(What is needed) Repeat word for word the part of the treason passage starting with "The Constitution narrowly" and going on through "of the crime.".

(Source passage)
■ ■ ■
The Constitution narrowly defines treason and establishes a high bar for conviction. “Treason against the United States, shall consist only in levying War against them, or in adhering to their Enemies, giving them Aid and Comfort,” Article Three states. “No Person shall be convicted of Treason unless on the Testimony of two Witnesses to the same overt Act, or on Confession in open Court.”

In an interview on Thursday with the Wall Street Journal, President Donald Trump offered a disturbingly broader definition of the crime.

The remarks came during an exchange about the Russia investigation, where Trump repeated his frequent and unsubstantiated claim that Democrats colluded with the Russian government. Alluding to text messages exchanged between two FBI agents during the 2016 campaign that were critical of him, Trump said, “That’s treason right there.”

One of those agents, Peter Strzok, is a veteran counterintelligence expert who worked on special counsel Robert Mueller’s Russia investigation until this summer, when Mueller learned of the texts and removed him. In one of those texts, sent shortly after Trump had won the Republican nomination, Strzok wrote to agent Lisa Page, “I want to believe ... that there’s no way [Trump] gets elected—but I’m afraid we can’t take that risk. It’s like an insurance policy in the unlikely event you die before you’re 40…”

The Journal reported in December that Strzok meant to convey that Clinton’s probable victory didn’t mean that the FBI should underemphasize an investigation that could uncover evidence of collusion between Trump’s associates and Moscow. But Republicans in Congress and conservative media outlets have seen the comment in a different light, however, and questioned whether the text is evidence of bias against Trump and his associates in the Russia investigation’s early stages. Speaking with Journal reporters yesterday, Trump took those concerns even further.
■ ■ ■
(Study material)
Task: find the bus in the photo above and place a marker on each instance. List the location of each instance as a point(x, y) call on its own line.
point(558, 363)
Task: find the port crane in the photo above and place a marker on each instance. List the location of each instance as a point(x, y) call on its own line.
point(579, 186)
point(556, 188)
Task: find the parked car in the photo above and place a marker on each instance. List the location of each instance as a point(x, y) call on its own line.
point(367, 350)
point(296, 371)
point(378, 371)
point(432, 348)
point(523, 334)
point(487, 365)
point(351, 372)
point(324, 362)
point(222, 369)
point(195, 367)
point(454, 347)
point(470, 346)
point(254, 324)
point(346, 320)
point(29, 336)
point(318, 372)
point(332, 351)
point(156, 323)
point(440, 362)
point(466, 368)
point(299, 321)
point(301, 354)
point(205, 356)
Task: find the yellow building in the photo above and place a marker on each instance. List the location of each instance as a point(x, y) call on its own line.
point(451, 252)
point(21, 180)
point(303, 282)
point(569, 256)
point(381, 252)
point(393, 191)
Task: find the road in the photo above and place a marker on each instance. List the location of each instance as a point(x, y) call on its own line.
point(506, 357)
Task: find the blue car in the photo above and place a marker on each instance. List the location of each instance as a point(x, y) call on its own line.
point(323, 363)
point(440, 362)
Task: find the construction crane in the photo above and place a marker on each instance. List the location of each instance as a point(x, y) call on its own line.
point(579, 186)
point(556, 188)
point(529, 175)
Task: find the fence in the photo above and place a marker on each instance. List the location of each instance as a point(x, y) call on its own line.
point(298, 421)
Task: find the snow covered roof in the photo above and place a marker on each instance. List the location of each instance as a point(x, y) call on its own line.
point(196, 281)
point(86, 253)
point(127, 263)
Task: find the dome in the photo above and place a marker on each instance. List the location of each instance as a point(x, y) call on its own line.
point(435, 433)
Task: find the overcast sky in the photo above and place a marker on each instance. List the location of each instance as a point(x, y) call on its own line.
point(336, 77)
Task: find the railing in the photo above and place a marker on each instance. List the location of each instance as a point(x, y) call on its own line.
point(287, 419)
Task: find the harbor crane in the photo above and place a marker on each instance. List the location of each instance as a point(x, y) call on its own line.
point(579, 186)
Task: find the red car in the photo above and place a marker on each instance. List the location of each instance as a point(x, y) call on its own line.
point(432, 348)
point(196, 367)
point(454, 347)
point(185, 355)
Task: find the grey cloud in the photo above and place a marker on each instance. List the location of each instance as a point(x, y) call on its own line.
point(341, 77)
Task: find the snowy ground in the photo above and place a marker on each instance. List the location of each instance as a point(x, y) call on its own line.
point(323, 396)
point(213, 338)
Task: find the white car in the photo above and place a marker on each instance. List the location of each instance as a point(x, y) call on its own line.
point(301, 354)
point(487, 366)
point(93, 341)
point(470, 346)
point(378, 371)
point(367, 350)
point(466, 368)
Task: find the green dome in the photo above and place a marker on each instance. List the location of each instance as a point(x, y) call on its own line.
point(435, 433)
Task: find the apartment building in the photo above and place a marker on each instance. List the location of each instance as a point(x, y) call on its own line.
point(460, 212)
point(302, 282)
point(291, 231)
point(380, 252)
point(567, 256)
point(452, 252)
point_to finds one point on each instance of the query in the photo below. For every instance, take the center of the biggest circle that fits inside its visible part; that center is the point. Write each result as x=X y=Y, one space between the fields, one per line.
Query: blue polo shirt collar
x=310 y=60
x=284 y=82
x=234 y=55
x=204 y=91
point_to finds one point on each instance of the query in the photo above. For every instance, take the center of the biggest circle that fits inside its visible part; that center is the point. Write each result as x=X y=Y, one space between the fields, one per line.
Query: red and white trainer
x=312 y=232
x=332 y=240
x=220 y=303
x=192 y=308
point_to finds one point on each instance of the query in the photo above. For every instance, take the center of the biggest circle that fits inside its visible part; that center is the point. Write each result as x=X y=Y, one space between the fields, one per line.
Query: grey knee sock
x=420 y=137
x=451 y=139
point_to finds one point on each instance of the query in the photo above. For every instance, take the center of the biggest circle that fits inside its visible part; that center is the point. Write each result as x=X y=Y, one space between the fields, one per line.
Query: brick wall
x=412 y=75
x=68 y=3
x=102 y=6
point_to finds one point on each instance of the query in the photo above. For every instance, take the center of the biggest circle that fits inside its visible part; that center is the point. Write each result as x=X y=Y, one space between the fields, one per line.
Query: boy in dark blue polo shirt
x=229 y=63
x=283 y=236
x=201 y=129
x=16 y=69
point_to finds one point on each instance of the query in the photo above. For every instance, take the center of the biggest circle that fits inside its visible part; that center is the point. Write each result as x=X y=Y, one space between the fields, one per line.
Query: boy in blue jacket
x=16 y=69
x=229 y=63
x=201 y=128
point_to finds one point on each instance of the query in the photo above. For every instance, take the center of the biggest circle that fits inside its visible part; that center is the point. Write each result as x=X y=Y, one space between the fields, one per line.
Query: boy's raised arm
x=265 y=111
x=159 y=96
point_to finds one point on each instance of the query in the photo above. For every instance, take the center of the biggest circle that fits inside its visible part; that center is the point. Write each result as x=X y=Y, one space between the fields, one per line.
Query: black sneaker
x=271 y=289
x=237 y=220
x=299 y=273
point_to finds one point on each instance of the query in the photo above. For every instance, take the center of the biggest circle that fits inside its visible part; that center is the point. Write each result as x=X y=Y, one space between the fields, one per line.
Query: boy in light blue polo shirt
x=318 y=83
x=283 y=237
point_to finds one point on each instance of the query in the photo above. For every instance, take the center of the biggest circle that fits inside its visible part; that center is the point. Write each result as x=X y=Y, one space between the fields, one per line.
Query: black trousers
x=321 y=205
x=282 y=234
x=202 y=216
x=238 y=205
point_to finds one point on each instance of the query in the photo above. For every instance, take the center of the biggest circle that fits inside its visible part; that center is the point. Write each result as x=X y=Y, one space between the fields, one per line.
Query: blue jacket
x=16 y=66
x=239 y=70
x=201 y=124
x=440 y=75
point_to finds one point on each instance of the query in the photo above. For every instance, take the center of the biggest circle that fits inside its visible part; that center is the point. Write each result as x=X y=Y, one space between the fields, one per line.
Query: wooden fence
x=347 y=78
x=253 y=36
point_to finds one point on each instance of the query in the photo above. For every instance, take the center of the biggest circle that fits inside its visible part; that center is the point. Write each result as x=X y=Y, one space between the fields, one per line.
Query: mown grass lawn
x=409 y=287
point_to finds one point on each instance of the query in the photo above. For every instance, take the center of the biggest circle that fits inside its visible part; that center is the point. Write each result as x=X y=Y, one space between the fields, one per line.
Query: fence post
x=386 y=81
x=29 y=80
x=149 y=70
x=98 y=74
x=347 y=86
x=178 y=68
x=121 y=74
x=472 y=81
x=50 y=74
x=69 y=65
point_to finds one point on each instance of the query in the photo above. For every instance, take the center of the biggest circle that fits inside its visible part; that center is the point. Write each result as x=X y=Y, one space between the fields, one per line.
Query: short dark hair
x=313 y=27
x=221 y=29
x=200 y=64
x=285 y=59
■ ■ ■
(Expected output)
The Constitution narrowly defines treason and establishes a high bar for conviction. “Treason against the United States, shall consist only in levying War against them, or in adhering to their Enemies, giving them Aid and Comfort,” Article Three states. “No Person shall be convicted of Treason unless on the Testimony of two Witnesses to the same overt Act, or on Confession in open Court.”

In an interview on Thursday with the Wall Street Journal, President Donald Trump offered a disturbingly broader definition of the crime.